• [DIRECTIONS] Copy out the lines below word for word, starting at the line that contains "white t-shirt in" and ending at the line that contains "90], [250, 81]]".

*-*-*

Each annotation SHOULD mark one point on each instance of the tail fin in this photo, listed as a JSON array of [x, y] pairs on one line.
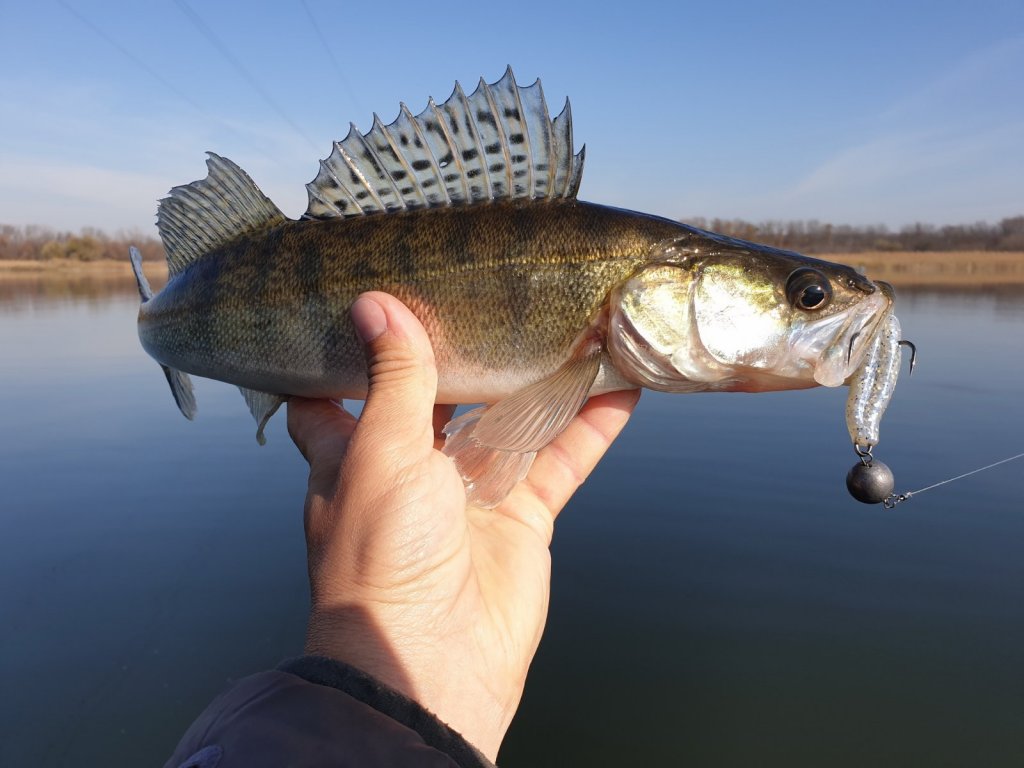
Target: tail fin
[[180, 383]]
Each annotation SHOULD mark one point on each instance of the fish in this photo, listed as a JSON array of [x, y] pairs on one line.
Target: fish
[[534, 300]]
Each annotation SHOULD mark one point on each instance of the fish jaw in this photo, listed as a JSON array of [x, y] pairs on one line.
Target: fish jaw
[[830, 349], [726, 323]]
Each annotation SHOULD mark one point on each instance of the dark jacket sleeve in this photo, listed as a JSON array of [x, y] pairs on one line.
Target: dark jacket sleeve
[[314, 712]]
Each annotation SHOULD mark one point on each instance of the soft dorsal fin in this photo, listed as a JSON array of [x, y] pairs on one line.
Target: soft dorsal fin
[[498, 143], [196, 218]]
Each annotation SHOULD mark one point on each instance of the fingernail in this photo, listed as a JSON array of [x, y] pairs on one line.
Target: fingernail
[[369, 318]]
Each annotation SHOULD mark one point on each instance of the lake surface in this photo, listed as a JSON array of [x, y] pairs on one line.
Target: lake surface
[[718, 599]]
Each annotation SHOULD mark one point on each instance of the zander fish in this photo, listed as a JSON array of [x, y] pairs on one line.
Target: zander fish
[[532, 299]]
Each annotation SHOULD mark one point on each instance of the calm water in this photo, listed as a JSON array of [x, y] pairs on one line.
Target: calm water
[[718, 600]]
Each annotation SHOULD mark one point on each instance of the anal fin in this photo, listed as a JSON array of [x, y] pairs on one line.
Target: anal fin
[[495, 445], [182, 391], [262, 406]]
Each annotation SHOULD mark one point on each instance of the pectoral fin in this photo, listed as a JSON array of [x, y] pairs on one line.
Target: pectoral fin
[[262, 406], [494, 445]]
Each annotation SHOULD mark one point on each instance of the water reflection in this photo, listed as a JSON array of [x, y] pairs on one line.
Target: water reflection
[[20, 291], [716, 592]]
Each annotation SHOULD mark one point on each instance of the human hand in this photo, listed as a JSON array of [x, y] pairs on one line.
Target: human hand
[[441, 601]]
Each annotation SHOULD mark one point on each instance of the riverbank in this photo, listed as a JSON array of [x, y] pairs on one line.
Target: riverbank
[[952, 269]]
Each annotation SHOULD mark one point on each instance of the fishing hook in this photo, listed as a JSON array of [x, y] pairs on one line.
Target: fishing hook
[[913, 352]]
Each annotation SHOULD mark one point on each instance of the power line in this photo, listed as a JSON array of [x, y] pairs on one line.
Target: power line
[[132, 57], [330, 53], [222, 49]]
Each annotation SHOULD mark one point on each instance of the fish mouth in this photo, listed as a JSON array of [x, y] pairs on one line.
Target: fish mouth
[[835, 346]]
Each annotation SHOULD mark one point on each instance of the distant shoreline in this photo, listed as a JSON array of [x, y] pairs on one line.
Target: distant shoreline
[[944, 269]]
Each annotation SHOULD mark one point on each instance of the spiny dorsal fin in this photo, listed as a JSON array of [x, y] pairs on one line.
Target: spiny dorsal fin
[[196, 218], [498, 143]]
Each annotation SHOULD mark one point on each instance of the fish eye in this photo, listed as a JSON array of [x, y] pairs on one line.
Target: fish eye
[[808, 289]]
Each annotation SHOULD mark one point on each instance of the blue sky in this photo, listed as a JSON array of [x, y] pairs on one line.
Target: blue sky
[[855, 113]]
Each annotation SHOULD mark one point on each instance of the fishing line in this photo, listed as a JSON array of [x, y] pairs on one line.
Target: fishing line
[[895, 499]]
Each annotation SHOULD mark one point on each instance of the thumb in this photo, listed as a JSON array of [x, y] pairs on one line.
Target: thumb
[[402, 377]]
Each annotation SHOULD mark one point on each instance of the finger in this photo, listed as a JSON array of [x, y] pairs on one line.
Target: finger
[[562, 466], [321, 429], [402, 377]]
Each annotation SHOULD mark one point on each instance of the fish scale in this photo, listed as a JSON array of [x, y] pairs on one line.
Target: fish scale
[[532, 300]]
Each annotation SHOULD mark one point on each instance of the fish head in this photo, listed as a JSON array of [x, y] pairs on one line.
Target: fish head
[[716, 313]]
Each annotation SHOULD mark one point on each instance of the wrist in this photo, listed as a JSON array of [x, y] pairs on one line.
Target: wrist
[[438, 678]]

*-*-*

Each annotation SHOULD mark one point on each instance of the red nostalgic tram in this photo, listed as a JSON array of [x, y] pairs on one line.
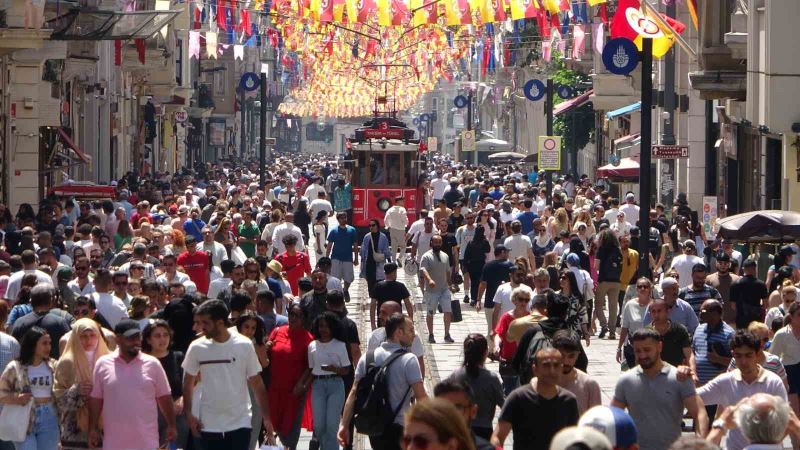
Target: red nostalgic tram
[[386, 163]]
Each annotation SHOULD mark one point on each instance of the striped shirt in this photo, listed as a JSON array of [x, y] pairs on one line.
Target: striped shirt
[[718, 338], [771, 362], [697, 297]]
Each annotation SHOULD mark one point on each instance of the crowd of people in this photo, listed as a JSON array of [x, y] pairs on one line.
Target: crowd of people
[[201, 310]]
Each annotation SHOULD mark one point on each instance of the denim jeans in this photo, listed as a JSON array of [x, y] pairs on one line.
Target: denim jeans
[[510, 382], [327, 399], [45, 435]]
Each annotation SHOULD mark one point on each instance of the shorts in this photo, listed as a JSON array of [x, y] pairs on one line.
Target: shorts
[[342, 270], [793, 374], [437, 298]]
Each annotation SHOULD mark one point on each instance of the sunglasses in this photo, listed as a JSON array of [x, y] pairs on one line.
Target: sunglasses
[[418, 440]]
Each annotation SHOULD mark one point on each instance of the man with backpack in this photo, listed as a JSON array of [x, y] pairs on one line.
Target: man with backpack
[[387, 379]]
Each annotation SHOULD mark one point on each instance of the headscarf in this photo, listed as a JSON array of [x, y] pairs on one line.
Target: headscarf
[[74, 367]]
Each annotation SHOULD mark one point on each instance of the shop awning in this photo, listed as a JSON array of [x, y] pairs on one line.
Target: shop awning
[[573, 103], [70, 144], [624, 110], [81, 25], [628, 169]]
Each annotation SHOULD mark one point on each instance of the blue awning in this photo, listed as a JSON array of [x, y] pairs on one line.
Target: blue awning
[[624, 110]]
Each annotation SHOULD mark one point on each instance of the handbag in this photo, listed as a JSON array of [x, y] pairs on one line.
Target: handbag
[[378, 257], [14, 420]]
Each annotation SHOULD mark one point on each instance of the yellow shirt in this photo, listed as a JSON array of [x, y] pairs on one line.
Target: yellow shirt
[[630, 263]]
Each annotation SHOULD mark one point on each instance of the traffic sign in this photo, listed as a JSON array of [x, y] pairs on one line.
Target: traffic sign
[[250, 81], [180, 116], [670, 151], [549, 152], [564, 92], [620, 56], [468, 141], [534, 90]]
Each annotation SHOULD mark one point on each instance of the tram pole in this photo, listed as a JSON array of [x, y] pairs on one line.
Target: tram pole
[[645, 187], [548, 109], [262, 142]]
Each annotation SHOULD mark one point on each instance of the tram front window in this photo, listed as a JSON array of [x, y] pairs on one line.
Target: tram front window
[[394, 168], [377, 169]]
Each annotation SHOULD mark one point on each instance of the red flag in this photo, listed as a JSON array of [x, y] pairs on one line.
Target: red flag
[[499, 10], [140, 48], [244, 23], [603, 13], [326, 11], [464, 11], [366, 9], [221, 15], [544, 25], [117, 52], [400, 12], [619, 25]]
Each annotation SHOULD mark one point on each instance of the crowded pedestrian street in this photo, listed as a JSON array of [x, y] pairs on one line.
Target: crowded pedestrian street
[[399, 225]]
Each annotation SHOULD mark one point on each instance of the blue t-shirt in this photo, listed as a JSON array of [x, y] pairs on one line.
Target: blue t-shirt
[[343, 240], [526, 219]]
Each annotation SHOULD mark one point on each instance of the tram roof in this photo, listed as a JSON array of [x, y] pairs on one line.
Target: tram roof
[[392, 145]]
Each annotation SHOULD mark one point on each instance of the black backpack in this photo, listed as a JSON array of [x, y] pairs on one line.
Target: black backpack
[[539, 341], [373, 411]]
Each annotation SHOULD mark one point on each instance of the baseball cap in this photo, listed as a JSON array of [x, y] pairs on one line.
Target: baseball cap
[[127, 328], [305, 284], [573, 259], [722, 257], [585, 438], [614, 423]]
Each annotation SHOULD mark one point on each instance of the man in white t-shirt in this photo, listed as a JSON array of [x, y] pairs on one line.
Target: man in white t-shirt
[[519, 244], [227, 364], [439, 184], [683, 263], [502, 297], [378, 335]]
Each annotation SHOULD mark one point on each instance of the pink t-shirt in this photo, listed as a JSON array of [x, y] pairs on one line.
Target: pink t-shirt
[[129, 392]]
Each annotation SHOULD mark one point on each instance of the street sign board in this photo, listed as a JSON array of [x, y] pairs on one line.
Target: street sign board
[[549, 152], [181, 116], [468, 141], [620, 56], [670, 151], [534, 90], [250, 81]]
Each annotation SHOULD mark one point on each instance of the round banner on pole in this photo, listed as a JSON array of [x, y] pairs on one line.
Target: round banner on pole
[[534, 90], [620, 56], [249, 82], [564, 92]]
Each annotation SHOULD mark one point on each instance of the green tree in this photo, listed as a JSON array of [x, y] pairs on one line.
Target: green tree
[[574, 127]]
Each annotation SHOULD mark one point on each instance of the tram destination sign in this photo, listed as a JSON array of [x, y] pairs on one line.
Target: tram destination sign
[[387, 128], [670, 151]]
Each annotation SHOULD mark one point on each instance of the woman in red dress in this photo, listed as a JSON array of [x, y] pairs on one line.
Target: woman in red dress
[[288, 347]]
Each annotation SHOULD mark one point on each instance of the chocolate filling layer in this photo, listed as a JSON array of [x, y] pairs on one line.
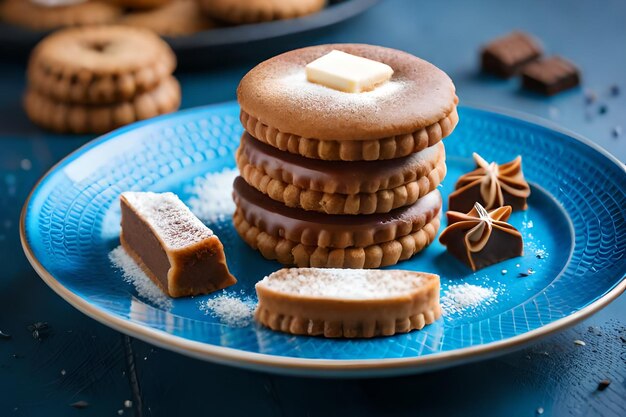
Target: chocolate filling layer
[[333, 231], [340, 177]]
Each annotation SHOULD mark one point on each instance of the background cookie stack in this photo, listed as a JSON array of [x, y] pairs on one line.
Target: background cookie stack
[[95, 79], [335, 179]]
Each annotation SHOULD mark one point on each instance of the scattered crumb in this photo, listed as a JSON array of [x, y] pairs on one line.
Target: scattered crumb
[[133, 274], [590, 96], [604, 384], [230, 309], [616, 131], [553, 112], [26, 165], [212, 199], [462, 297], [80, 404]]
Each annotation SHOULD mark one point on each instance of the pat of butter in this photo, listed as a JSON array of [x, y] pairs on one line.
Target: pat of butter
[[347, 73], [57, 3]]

*-*-*

• [EXERCISE RESULT]
Each annotation SHOULD mark one point on each instance of the man in white t-shirt in this photo, listed as a JSON array of [x, y] pairs on one line.
Target: man in white t-shirt
[[519, 244], [227, 364], [439, 184], [683, 263], [502, 297], [378, 335]]
Each annotation SHOULD mark one point on each instance of the pink t-shirt in this photo, listed as a JSON array of [x, y] pairs on one line.
Target: pink t-shirt
[[129, 392]]
Each annotation SHOULD mark one point on each instance of the street sign board in this photo, listed as a JSON array of [x, y] pairs on one line.
Target: street sign board
[[549, 152], [181, 116], [468, 141], [620, 56], [670, 151], [534, 90], [250, 81]]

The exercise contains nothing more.